### Problem to work on:
What is asked for is the whole listing, given again word for word.

### Data section:

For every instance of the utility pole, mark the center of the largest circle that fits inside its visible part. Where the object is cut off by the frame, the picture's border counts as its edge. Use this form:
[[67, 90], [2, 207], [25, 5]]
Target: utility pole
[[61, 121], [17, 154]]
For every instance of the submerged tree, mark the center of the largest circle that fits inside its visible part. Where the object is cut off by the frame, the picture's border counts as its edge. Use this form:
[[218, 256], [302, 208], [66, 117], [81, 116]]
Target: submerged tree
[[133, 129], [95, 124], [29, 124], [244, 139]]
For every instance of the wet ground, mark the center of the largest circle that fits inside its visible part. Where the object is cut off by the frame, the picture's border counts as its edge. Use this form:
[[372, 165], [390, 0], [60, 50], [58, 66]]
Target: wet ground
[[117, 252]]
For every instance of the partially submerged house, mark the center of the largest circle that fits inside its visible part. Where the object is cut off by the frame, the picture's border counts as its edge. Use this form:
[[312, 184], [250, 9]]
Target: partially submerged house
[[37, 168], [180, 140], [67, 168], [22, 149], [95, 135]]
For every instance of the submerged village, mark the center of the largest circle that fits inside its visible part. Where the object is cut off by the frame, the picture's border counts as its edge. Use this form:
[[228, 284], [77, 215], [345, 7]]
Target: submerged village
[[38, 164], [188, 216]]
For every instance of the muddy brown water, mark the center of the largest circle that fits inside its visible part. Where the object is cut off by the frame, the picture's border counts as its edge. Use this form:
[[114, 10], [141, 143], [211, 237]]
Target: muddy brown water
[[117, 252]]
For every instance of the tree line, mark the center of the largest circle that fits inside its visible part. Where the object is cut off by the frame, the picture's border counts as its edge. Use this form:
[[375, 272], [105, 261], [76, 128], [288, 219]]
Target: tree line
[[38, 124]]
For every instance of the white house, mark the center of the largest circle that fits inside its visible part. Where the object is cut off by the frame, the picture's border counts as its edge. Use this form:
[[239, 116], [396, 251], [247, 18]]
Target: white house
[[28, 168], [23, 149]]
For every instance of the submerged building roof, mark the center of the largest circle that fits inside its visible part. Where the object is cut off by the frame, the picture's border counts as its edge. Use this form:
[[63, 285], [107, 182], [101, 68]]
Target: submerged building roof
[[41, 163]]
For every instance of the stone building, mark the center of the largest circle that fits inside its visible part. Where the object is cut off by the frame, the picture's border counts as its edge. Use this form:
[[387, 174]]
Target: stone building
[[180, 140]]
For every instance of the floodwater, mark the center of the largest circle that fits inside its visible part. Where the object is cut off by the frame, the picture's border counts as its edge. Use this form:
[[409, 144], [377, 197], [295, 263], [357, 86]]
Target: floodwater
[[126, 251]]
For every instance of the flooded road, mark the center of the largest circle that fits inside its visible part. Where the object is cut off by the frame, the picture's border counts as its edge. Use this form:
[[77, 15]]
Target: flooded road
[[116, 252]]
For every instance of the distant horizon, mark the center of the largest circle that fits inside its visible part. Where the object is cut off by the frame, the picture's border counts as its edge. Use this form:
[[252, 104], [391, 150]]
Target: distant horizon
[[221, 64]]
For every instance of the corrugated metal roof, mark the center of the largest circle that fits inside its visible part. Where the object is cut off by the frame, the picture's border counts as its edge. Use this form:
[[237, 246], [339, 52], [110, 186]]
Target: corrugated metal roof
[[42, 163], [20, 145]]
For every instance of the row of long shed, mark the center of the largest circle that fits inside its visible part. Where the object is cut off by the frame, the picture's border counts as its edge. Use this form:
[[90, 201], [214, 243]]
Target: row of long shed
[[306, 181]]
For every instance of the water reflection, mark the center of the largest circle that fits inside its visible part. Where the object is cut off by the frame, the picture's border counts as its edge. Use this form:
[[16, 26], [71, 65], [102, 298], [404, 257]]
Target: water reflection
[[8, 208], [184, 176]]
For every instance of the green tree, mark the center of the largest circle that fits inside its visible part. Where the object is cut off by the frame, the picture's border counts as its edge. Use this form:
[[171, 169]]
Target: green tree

### Completed task:
For every instance of the utility pole, mark the center of the largest circle that fits inside its visible part. Where the object is cut off by the frame, the picture's border counts as its edge. Use this form:
[[67, 90], [2, 207], [25, 5]]
Target: utility pole
[[61, 121], [17, 154]]
For every instance of the submerged tree, mark the center of the largest circle that fits inside its visible part. Where the object is cut off by the frame, the picture's border counts as its edge. Use this form:
[[218, 256], [302, 208], [66, 117], [81, 116]]
Target: submerged tree
[[133, 129], [95, 124], [29, 124], [244, 139]]
For every instance of the wet ground, mark the center of the largest circle that fits inside its visible part. Where the object is cut off by the frame, the picture's border counts as its edge. Use this form:
[[372, 165], [390, 0], [60, 50], [58, 66]]
Target: wet ground
[[117, 252]]
For every instance of the partially submerged house, mark the center of the largest circle that fits inside its visible part. Where the object is cut off by the frame, the picture's border counts as its edge. Use this form:
[[312, 184], [250, 9]]
Target: partially submerged house
[[37, 168], [180, 140], [67, 168], [22, 149], [95, 135]]
For every instance of the submerged village, mark the center of the largest circle that fits inside its visible part. Where the object is cut off by the frame, the picture's border counts as its edge. Use this form:
[[228, 284], [77, 215], [345, 7]]
Target: submerged village
[[38, 164], [188, 216]]
For every instance of the muddy brown water, mark the center of the largest circle that fits inside its visible part. Where the object is cut off by the frame, the picture's border counts as its edge. Use this form:
[[114, 10], [141, 143], [211, 237]]
Target: muddy brown water
[[117, 252]]
For every instance of the tree line, mark the center of the largest circle that fits inside its visible part. Where the object is cut off by the frame, the picture's border counts as its edge. Use this form:
[[375, 272], [105, 261], [76, 128], [288, 219]]
Target: tree line
[[38, 124]]
For every instance of the white house, mark the center of the largest circle that fits inside its visible part. Where the object is cut off by the frame, the picture's border counts as its edge. Use this form:
[[239, 116], [396, 251], [247, 18]]
Target: white house
[[28, 168], [23, 149]]
For every instance of the submerged building roof, mark the center of the largest circle that fits inside its visible part. Where the object is cut off by the frame, the picture's border counts as its edge. Use this form:
[[63, 285], [107, 182], [101, 68]]
Target: submerged building roof
[[41, 163]]
For every instance of the stone building, mark the center of the largest circle that fits inside its visible part. Where the object is cut off by the frame, the picture's border counts as its edge. Use this form:
[[387, 174]]
Target: stone building
[[180, 140]]
For every instance of the floodwater, mark the center of the largest circle that fits inside its visible part. Where the object is cut off by the frame, the picture's border counts as its edge. Use this form:
[[409, 144], [377, 197], [295, 263], [357, 86]]
Target: floodwater
[[126, 251]]
For every instance of the flooded road, mark the center of the largest circle that fits inside its visible part. Where the object is cut off by the frame, the picture's border counts as its edge. Use this form:
[[77, 15]]
Target: flooded road
[[116, 252]]
For every instance of the distant horizon, mark the center of the largest circle that fits inside its visible part. Where the object is cut off by the frame, the picture's border counts as its edge. Use this form:
[[252, 104], [391, 150]]
Target: distant horizon
[[221, 64]]
For every instance of the corrugated metal roof, mark the center of the largest circle that fits inside its visible part. Where the object is cut off by the frame, the picture's border counts as its edge. Use this form:
[[237, 246], [339, 52], [110, 186]]
Target: corrugated metal roof
[[42, 163], [20, 145]]
For every instance of the row of long shed, mark the center of the largest circle that fits inside its visible part. Where the object is cut off by the frame, the picture's border counts as its edge. Use this form:
[[90, 201], [214, 243]]
Target: row of long shed
[[306, 181]]
For every instance of the water reflection, mark the center of the largest circle that fits inside its visible part. Where the object is cut off by the frame, the picture's border counts as its edge. Use this form:
[[16, 26], [71, 65], [102, 298], [404, 257]]
Target: water reflection
[[8, 208], [184, 176]]
For every instance of the green tree, mark the center of the largest circle that fits inside its visible part. Where the object is cut off by the frame, the picture's border counts as its edge. Use this form:
[[171, 169]]
Target: green tree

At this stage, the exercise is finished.